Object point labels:
━━━

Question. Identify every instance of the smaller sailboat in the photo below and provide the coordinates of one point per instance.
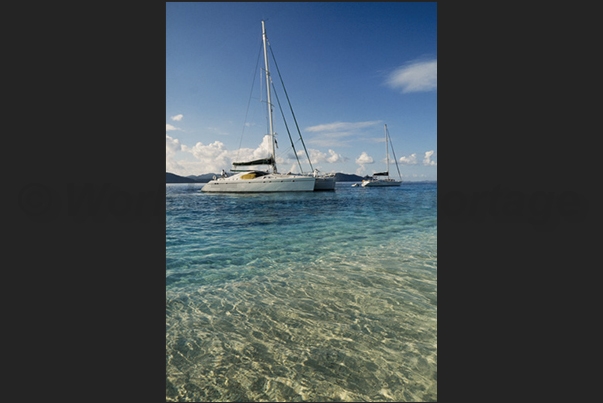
(384, 179)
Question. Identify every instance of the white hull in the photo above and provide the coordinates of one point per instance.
(325, 183)
(380, 182)
(241, 183)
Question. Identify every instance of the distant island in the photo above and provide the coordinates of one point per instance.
(173, 178)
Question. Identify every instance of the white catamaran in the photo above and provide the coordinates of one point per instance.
(374, 182)
(254, 181)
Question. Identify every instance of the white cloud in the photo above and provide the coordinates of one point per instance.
(172, 146)
(427, 160)
(410, 160)
(364, 159)
(335, 157)
(415, 76)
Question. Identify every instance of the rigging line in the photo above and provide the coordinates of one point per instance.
(287, 127)
(249, 100)
(395, 159)
(292, 113)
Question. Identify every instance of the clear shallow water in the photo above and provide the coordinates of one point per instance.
(318, 296)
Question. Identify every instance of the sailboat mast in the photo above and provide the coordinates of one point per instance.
(269, 100)
(387, 152)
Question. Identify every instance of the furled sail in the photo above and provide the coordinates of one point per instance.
(263, 161)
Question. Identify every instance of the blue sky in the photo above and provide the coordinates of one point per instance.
(349, 68)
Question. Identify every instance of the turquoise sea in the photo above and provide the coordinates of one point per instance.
(313, 296)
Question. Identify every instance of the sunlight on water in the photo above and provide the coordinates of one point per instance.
(316, 297)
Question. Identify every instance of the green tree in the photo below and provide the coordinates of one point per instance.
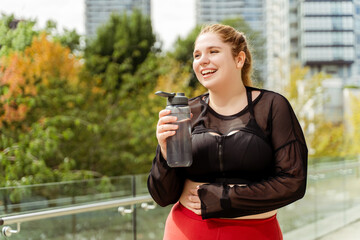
(15, 34)
(120, 46)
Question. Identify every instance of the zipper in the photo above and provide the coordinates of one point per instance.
(220, 152)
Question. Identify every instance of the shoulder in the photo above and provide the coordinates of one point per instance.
(274, 98)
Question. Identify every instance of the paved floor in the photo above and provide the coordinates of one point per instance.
(350, 232)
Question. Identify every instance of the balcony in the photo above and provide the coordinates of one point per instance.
(120, 208)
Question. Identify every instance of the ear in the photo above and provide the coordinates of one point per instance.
(240, 59)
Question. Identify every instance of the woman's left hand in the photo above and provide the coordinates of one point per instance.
(191, 200)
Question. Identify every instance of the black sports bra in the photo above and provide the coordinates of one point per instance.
(241, 156)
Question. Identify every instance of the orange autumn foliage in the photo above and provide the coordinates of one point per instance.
(22, 73)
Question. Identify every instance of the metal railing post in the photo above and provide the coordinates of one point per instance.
(134, 212)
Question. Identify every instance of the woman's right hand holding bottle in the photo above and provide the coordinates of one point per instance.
(165, 129)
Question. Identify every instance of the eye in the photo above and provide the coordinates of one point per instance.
(196, 55)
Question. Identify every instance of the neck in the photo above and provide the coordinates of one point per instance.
(228, 102)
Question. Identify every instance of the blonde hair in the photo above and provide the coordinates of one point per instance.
(237, 41)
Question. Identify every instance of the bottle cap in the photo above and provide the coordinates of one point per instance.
(174, 99)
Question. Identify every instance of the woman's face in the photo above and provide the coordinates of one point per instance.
(214, 64)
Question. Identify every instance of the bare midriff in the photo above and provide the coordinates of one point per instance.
(192, 185)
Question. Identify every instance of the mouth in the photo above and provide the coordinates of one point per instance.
(208, 72)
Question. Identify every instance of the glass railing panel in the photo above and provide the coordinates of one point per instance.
(15, 200)
(97, 225)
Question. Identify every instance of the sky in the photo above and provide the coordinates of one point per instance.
(170, 18)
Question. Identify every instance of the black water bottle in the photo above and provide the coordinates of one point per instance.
(178, 151)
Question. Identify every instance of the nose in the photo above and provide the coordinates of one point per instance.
(204, 60)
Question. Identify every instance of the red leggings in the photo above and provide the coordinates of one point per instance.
(183, 224)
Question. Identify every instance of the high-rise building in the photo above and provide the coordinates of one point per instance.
(323, 37)
(270, 17)
(97, 12)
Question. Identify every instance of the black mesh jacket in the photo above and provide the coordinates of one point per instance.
(261, 150)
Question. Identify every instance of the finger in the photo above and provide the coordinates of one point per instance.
(198, 211)
(194, 206)
(164, 112)
(194, 199)
(167, 119)
(167, 127)
(164, 135)
(194, 191)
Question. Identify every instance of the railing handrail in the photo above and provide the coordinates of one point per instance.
(70, 182)
(74, 209)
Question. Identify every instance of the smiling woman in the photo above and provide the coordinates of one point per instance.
(249, 151)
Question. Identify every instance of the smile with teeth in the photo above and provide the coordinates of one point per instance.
(207, 71)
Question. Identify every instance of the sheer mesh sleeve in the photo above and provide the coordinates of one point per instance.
(286, 185)
(165, 184)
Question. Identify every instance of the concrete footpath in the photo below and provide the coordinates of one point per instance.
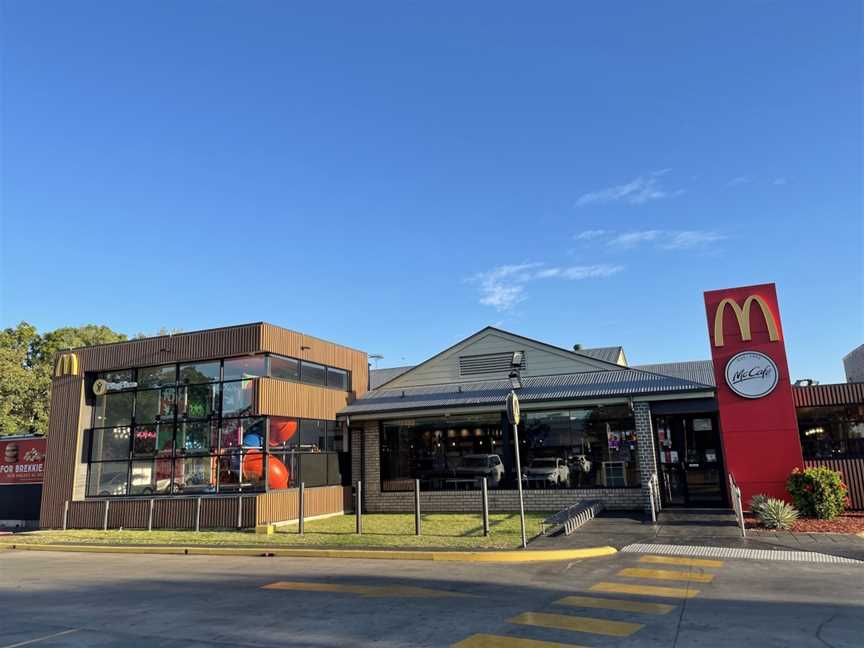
(698, 527)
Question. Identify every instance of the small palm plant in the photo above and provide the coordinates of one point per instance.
(777, 514)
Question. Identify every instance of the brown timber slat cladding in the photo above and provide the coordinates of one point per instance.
(280, 398)
(279, 506)
(60, 453)
(853, 475)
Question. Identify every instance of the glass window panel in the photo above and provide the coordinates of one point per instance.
(229, 473)
(152, 477)
(110, 443)
(312, 435)
(199, 372)
(312, 374)
(337, 379)
(196, 437)
(245, 367)
(284, 368)
(198, 401)
(157, 376)
(195, 475)
(108, 479)
(237, 397)
(113, 409)
(284, 432)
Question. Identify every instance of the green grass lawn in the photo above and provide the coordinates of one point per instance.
(392, 530)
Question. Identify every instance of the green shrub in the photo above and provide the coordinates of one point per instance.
(817, 492)
(757, 502)
(777, 514)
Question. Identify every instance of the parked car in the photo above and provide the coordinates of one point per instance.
(488, 466)
(551, 471)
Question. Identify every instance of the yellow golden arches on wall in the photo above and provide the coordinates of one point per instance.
(67, 365)
(743, 317)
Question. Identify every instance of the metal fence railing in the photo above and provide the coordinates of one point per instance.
(735, 496)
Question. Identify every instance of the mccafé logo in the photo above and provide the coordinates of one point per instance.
(67, 365)
(751, 374)
(743, 317)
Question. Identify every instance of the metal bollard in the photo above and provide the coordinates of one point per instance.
(485, 508)
(358, 507)
(302, 508)
(417, 507)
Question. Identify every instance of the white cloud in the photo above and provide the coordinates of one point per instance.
(667, 239)
(587, 235)
(504, 287)
(636, 192)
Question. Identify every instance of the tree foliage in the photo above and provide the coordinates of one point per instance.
(26, 363)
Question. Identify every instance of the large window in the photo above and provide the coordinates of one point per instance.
(188, 429)
(575, 448)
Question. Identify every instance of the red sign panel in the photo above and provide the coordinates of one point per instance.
(22, 461)
(754, 394)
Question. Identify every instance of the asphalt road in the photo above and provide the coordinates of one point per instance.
(95, 600)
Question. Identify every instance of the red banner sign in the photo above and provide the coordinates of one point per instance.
(22, 461)
(758, 424)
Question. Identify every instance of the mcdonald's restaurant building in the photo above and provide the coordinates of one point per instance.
(218, 428)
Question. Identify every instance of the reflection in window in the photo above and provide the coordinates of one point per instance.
(157, 376)
(312, 374)
(284, 368)
(114, 408)
(199, 372)
(245, 367)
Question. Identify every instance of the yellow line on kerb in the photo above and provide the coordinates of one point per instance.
(577, 624)
(688, 562)
(616, 604)
(666, 574)
(396, 591)
(645, 590)
(500, 641)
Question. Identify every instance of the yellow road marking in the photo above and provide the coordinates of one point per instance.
(690, 562)
(646, 590)
(616, 604)
(499, 641)
(666, 574)
(364, 590)
(577, 624)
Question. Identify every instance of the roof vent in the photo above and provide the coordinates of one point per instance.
(488, 363)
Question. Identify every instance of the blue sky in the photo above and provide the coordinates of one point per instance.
(396, 176)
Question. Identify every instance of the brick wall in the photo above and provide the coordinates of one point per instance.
(375, 501)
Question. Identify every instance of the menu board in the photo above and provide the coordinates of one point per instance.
(22, 461)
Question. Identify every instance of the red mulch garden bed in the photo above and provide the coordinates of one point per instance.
(849, 522)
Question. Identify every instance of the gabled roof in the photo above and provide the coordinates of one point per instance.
(607, 354)
(596, 363)
(698, 371)
(378, 377)
(587, 385)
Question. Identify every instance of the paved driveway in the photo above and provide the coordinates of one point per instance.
(64, 600)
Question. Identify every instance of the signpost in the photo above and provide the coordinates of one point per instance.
(513, 415)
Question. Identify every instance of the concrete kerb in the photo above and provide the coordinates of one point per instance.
(514, 556)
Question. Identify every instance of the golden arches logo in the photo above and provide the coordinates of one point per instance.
(743, 317)
(67, 365)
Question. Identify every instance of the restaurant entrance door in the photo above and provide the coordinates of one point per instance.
(690, 460)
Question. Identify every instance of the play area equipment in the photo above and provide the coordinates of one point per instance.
(281, 431)
(278, 475)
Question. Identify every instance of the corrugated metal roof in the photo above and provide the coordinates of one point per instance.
(606, 354)
(698, 371)
(579, 386)
(836, 394)
(378, 377)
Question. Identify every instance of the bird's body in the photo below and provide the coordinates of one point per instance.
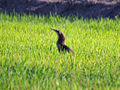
(61, 42)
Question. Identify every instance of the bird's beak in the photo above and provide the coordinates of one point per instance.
(57, 31)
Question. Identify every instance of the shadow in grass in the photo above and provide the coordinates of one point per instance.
(80, 8)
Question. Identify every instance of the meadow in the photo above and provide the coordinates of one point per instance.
(29, 58)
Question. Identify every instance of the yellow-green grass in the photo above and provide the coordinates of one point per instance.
(29, 58)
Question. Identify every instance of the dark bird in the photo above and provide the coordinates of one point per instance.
(61, 42)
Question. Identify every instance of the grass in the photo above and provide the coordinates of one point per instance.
(29, 58)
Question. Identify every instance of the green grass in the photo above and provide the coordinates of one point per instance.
(29, 58)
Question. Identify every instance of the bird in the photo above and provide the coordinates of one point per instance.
(61, 42)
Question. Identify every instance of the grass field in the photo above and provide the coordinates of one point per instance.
(29, 58)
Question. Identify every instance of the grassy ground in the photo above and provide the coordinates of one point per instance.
(29, 58)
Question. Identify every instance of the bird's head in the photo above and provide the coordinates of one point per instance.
(59, 33)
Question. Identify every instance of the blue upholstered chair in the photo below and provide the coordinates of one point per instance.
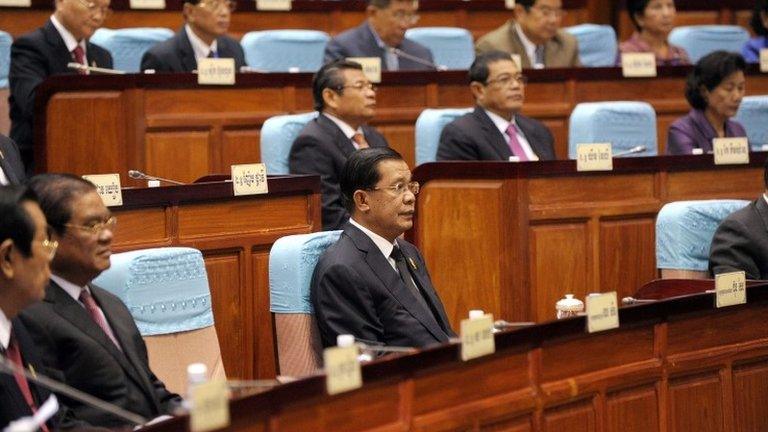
(282, 50)
(128, 45)
(623, 124)
(292, 261)
(277, 136)
(166, 290)
(451, 47)
(684, 231)
(701, 40)
(597, 44)
(429, 125)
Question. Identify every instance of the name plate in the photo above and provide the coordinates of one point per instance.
(594, 157)
(477, 337)
(638, 65)
(730, 289)
(602, 312)
(216, 71)
(731, 151)
(342, 370)
(249, 179)
(108, 187)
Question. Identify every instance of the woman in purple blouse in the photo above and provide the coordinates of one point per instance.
(714, 89)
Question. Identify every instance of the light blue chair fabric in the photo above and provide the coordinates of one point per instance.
(277, 136)
(281, 50)
(597, 44)
(165, 289)
(429, 126)
(623, 124)
(684, 231)
(701, 40)
(451, 47)
(128, 45)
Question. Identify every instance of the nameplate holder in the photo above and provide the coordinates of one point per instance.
(731, 151)
(602, 312)
(109, 188)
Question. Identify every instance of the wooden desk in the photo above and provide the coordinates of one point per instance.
(235, 235)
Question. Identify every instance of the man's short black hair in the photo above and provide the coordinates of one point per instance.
(709, 72)
(362, 172)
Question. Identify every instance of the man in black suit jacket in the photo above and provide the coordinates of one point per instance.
(372, 284)
(484, 134)
(383, 31)
(346, 101)
(46, 51)
(203, 35)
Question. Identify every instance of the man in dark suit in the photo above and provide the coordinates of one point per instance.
(82, 330)
(46, 51)
(203, 35)
(372, 284)
(382, 35)
(346, 101)
(496, 130)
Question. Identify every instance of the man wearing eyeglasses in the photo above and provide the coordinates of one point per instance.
(372, 284)
(203, 35)
(535, 35)
(47, 51)
(382, 35)
(82, 331)
(496, 130)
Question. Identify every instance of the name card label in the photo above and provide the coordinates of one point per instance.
(477, 337)
(249, 179)
(638, 65)
(602, 312)
(594, 157)
(216, 71)
(108, 187)
(731, 151)
(730, 289)
(342, 370)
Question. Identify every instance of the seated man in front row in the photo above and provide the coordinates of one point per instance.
(496, 130)
(371, 283)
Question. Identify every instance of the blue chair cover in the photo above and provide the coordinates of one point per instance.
(451, 47)
(623, 124)
(281, 50)
(429, 126)
(165, 289)
(684, 231)
(128, 45)
(292, 261)
(597, 44)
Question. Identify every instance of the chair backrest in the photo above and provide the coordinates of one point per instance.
(292, 261)
(701, 40)
(684, 231)
(128, 45)
(626, 125)
(597, 44)
(166, 290)
(429, 126)
(285, 50)
(451, 47)
(277, 136)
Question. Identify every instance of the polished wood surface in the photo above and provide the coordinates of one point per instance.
(235, 235)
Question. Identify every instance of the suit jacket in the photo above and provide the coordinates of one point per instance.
(356, 291)
(360, 42)
(741, 242)
(34, 57)
(176, 54)
(474, 136)
(322, 148)
(560, 51)
(70, 341)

━━━

*What the task asks*
Take the line that contains "Question. Identify every instance of the man in dark" and each line after it down to the last of the records, and retype them exactly; add nothing else.

*Full solution*
Question. Identify every instance of the man in dark suit in the photo above and provide the coordinates of one point per instance.
(82, 330)
(46, 51)
(203, 35)
(372, 284)
(382, 35)
(346, 101)
(496, 130)
Question. Identify every instance of the man wearing eyeglasses in the photo above and provide the coordinates of one point per instance.
(372, 284)
(203, 35)
(535, 35)
(47, 51)
(382, 35)
(82, 331)
(496, 130)
Question. Identify every instance of the name card label in the photo above and provide the coordinates of one point per instance.
(477, 337)
(249, 179)
(638, 65)
(602, 312)
(594, 157)
(216, 71)
(108, 187)
(731, 151)
(730, 289)
(342, 370)
Question. Identify every instance of the seated man in front row in the photo above and provide the coordinates of one point per instance.
(496, 130)
(371, 283)
Question. Identify every instance of the blue chair cover in the photo above and provide the coordinates of one point per instance.
(451, 47)
(623, 124)
(281, 50)
(429, 126)
(165, 289)
(684, 231)
(128, 45)
(292, 261)
(597, 44)
Question. Identify every instance of the chair backrest in the photo above and provide the coordinates of one point per instance.
(292, 261)
(701, 40)
(684, 231)
(128, 45)
(626, 125)
(597, 44)
(166, 290)
(429, 126)
(285, 50)
(451, 47)
(277, 136)
Question. Identify every instance of the polished wood surface in the photo above and provide the coordinates of one point per instance.
(235, 235)
Question. Identify every instance of the suit jacket in the photo above and provide the coordinates of one point per instance.
(356, 291)
(360, 42)
(741, 242)
(34, 57)
(176, 54)
(474, 136)
(322, 148)
(560, 51)
(70, 341)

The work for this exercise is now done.